> _Prompt_
Copy out exactly the lines below that run from the one holding "Mark all occurrences of clearing" to the one holding "Mark all occurrences of forest", keeping both of those lines and no others.

Segment Start: Data section

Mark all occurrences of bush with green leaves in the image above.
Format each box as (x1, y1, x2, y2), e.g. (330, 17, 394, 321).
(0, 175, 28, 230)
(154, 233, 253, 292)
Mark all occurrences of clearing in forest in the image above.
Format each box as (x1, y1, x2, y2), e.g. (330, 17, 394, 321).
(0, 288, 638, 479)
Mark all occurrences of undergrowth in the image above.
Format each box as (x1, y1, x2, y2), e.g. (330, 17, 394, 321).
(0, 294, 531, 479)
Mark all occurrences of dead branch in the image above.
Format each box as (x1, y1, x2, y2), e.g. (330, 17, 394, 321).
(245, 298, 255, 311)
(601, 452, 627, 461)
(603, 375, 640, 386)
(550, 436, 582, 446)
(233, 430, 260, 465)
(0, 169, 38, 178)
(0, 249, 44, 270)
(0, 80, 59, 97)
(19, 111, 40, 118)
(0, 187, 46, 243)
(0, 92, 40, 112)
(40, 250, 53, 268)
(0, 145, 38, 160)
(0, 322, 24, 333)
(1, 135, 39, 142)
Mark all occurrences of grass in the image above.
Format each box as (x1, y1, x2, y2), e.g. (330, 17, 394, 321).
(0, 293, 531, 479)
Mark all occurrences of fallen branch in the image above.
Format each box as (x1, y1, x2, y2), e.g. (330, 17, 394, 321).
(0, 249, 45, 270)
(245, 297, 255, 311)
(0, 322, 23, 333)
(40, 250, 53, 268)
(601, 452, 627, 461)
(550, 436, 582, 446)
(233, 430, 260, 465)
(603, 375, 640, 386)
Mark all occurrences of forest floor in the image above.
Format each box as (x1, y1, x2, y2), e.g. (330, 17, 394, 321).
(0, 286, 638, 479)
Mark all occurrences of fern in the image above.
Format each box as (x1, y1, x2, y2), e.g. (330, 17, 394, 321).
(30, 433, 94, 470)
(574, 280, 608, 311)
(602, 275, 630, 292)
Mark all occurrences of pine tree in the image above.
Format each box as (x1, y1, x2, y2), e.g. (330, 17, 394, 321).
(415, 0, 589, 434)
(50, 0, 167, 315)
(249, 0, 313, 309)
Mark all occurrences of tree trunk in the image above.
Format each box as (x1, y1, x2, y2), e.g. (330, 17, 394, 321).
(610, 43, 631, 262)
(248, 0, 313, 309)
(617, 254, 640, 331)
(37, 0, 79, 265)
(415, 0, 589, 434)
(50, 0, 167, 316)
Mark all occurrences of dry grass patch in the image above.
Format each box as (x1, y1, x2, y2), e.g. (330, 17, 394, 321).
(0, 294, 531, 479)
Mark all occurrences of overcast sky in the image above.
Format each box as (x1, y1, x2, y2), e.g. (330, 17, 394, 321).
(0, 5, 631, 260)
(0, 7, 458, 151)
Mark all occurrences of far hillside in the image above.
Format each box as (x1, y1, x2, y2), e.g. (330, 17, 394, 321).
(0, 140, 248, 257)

Segment End: Data section
Segment Start: Data section

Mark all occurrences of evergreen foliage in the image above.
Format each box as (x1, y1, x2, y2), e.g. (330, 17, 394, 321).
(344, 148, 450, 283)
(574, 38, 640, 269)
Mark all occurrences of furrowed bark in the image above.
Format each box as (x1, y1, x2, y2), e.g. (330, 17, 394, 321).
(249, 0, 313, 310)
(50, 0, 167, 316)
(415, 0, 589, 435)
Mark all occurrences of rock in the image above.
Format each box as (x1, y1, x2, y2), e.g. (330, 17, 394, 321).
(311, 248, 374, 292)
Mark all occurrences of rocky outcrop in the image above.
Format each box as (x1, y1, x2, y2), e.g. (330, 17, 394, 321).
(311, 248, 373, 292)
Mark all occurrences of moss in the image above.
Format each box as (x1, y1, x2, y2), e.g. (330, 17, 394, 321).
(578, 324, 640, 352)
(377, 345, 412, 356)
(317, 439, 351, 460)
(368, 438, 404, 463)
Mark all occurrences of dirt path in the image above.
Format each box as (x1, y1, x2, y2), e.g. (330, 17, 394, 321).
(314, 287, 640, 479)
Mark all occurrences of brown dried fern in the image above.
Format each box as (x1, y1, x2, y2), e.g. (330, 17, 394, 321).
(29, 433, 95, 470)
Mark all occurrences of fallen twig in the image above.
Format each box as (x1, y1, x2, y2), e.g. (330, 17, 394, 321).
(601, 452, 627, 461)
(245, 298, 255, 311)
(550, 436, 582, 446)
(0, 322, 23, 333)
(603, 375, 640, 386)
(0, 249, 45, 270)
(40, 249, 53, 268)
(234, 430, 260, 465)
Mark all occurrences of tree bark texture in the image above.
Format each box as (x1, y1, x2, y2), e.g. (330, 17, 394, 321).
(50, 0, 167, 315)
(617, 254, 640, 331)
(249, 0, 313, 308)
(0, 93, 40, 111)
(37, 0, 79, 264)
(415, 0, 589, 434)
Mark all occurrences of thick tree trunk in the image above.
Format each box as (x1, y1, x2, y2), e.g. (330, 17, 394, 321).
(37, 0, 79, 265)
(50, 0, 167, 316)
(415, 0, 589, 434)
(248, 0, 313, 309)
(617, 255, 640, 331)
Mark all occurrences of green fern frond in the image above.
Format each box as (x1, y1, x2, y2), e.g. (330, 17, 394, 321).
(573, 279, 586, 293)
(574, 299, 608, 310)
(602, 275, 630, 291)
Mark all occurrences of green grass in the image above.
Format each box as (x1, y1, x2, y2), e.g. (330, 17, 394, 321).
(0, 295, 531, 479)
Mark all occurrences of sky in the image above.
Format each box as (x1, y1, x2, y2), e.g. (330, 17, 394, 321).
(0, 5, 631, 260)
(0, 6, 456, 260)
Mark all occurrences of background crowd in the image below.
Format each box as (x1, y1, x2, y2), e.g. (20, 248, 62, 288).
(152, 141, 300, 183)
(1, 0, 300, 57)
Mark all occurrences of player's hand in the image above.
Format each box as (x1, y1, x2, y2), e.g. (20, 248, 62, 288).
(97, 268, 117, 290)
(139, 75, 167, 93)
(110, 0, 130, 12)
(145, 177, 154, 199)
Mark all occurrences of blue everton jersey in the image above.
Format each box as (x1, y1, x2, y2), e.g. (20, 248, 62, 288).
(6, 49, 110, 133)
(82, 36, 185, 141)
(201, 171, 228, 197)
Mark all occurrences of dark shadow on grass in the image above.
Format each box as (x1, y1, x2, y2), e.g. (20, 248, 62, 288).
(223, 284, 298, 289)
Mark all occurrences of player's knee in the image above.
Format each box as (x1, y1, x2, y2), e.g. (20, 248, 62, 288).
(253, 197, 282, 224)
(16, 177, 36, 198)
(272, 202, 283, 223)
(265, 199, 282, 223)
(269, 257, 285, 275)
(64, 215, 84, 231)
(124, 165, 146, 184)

Segment End: Data section
Segment Start: Data section

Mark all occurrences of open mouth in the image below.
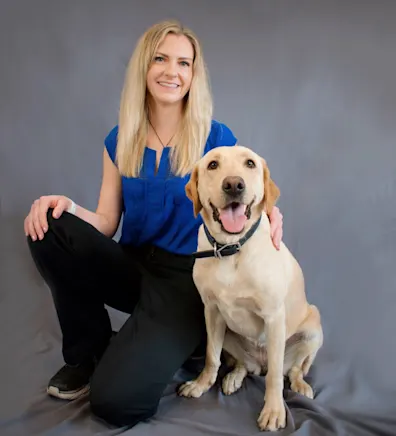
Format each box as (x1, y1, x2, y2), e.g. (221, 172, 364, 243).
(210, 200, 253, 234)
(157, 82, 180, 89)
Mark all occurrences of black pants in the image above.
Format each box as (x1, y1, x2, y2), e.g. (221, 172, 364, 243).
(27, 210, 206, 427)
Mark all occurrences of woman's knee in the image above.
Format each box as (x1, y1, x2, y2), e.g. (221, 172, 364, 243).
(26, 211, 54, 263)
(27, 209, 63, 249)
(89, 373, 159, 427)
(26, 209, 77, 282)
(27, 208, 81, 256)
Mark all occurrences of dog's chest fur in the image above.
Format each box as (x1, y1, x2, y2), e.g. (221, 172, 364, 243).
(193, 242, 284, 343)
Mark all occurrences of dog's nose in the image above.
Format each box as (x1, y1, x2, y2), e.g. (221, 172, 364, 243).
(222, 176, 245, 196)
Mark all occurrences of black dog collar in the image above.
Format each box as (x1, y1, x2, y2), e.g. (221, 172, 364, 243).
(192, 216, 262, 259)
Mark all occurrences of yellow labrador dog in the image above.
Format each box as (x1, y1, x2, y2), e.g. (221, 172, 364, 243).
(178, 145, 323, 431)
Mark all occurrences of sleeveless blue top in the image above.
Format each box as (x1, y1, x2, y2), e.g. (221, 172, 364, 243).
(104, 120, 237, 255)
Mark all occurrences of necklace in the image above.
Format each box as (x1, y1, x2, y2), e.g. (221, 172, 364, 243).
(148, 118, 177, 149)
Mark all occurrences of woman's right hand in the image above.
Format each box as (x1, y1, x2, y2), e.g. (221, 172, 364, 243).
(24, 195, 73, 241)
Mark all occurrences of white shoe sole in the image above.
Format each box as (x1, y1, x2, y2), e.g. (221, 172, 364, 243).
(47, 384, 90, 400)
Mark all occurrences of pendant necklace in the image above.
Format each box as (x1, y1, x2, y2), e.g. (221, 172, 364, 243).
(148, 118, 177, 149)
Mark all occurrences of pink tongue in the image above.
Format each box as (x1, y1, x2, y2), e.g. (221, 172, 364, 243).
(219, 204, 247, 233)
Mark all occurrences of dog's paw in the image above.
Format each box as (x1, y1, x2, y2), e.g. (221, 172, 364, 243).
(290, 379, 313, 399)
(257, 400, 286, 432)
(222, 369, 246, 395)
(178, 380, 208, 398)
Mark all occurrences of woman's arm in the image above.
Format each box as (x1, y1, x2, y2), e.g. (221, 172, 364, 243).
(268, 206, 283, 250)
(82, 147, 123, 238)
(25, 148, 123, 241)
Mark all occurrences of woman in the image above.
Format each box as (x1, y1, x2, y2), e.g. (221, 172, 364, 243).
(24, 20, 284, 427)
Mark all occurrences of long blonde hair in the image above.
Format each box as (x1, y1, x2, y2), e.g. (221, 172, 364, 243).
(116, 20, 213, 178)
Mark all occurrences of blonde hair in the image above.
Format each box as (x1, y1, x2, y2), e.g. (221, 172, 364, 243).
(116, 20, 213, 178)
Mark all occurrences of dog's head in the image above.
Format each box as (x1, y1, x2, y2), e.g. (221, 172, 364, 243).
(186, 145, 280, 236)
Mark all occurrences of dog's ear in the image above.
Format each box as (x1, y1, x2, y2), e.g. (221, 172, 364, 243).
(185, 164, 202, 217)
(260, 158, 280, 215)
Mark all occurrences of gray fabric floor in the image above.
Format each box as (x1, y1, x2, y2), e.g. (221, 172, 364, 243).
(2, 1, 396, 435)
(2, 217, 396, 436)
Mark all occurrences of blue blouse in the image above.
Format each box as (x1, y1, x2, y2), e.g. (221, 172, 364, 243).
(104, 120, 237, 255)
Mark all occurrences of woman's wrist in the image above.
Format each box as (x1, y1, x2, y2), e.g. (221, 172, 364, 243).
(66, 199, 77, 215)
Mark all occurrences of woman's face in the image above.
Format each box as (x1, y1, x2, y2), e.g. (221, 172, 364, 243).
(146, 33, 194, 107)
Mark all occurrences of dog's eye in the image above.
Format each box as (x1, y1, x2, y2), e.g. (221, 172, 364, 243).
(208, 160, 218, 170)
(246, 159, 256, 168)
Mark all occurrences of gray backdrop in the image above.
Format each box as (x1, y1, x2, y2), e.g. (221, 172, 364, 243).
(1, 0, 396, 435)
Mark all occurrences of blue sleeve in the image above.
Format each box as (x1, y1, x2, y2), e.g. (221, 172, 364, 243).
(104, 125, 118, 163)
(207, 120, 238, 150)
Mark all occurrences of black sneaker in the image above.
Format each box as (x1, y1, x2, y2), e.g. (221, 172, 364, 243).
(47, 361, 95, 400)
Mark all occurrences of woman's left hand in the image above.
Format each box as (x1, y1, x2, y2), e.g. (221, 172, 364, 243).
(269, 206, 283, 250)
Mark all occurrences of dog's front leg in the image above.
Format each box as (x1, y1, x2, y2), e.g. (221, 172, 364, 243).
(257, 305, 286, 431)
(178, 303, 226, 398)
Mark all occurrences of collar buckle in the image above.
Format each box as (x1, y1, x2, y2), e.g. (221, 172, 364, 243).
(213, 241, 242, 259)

Segment End: Data section

> _Exercise result_
Mark all occurrences of clearing in forest in the image above.
Format each box as (x1, y1, x2, y2), e.g. (330, 17, 394, 321).
(0, 288, 638, 479)
Mark all occurrences of undergrowth in the image above.
Format each box as (x1, y1, x2, y2), e.g. (330, 17, 394, 321).
(0, 294, 531, 479)
Mark all occurrences of dead branch in the image above.
Format each box as (x1, y1, x2, y2), e.g. (330, 17, 394, 321).
(245, 298, 255, 311)
(601, 452, 627, 461)
(603, 375, 640, 386)
(550, 436, 582, 446)
(233, 430, 260, 465)
(0, 169, 38, 178)
(0, 249, 44, 270)
(0, 80, 59, 97)
(19, 111, 40, 118)
(0, 187, 46, 243)
(0, 92, 40, 112)
(40, 250, 53, 268)
(0, 145, 38, 160)
(0, 322, 24, 333)
(1, 135, 39, 142)
Mark all occurrences of grass in the image above.
Format each box as (x1, y1, x2, y2), e.g. (330, 17, 394, 321).
(0, 293, 531, 479)
Mark all occurrences of fallen branch in the image above.
Format each box as (x1, y1, x2, y2), e.g. (330, 17, 394, 321).
(0, 249, 45, 270)
(245, 297, 255, 311)
(0, 322, 23, 333)
(40, 250, 53, 268)
(601, 452, 627, 461)
(550, 436, 582, 446)
(233, 430, 260, 465)
(603, 375, 640, 386)
Mark all occurrences of forest floor in the image above.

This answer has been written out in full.